-- Start of Material shown --

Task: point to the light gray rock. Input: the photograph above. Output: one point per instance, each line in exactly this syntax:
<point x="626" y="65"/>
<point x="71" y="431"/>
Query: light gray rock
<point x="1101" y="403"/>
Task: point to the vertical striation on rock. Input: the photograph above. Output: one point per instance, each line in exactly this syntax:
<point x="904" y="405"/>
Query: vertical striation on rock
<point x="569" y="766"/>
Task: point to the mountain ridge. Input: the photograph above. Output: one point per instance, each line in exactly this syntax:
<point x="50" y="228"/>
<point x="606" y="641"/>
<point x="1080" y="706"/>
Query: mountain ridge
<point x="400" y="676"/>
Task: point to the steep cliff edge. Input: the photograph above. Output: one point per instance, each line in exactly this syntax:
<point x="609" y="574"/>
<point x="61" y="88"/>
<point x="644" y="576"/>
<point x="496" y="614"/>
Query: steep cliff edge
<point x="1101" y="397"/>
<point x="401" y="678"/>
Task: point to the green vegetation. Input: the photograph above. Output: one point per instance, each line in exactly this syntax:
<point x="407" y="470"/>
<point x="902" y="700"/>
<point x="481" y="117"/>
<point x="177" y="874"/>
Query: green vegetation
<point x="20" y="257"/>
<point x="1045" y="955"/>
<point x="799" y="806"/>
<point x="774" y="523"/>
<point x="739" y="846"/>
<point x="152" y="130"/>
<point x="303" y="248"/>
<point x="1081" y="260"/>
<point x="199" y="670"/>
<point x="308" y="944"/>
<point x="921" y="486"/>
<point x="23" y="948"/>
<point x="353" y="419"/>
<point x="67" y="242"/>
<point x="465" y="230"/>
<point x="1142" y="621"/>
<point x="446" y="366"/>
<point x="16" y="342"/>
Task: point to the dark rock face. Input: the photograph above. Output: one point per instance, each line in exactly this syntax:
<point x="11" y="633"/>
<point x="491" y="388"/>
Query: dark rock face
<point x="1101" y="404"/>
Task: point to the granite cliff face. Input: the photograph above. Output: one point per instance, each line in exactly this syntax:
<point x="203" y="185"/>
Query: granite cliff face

-- End of Material shown --

Write out the records shown above, exactly as they appear.

Answer below:
Task: point to the light gray rock. Input: the photograph above. Output: one point per instance, each line in exactly this syntax:
<point x="626" y="65"/>
<point x="71" y="431"/>
Query: light gray rock
<point x="1101" y="403"/>
Task: point to the vertical striation on rock. Input: the photograph above. Output: one point per instance, each line in exactly this syntax:
<point x="904" y="405"/>
Query: vertical striation on rock
<point x="569" y="766"/>
Task: point to the mountain ridge. Input: the photograph above. Output: one point per instance, each line in exactly this syntax:
<point x="50" y="228"/>
<point x="606" y="641"/>
<point x="1080" y="706"/>
Query: mountain ridge
<point x="400" y="676"/>
Task: point to the steep cliff edge. Input: the photograph above. Output: one point per instance, each line in exactly this syntax:
<point x="609" y="574"/>
<point x="61" y="88"/>
<point x="644" y="576"/>
<point x="496" y="614"/>
Query: steep cliff edge
<point x="1101" y="397"/>
<point x="401" y="678"/>
Task: point to the green vegetation. Input: the photograph above. Output: one point per instance, each line in exactly this syntax:
<point x="407" y="470"/>
<point x="902" y="700"/>
<point x="481" y="117"/>
<point x="177" y="874"/>
Query: green vegetation
<point x="20" y="257"/>
<point x="1045" y="955"/>
<point x="799" y="806"/>
<point x="774" y="523"/>
<point x="739" y="846"/>
<point x="152" y="130"/>
<point x="303" y="248"/>
<point x="1081" y="260"/>
<point x="199" y="670"/>
<point x="308" y="944"/>
<point x="921" y="486"/>
<point x="23" y="948"/>
<point x="353" y="419"/>
<point x="67" y="242"/>
<point x="465" y="230"/>
<point x="1142" y="621"/>
<point x="446" y="366"/>
<point x="16" y="342"/>
Task: point to the dark rock face. Input: the photograph above. Output: one point per instance, each line in exactly this syntax:
<point x="11" y="633"/>
<point x="491" y="388"/>
Query: dark rock face
<point x="1101" y="404"/>
Task: point to the granite cliff face. Input: the photograph above. Output: one point per instance, each line in exactly this syntax:
<point x="203" y="185"/>
Query: granite cliff face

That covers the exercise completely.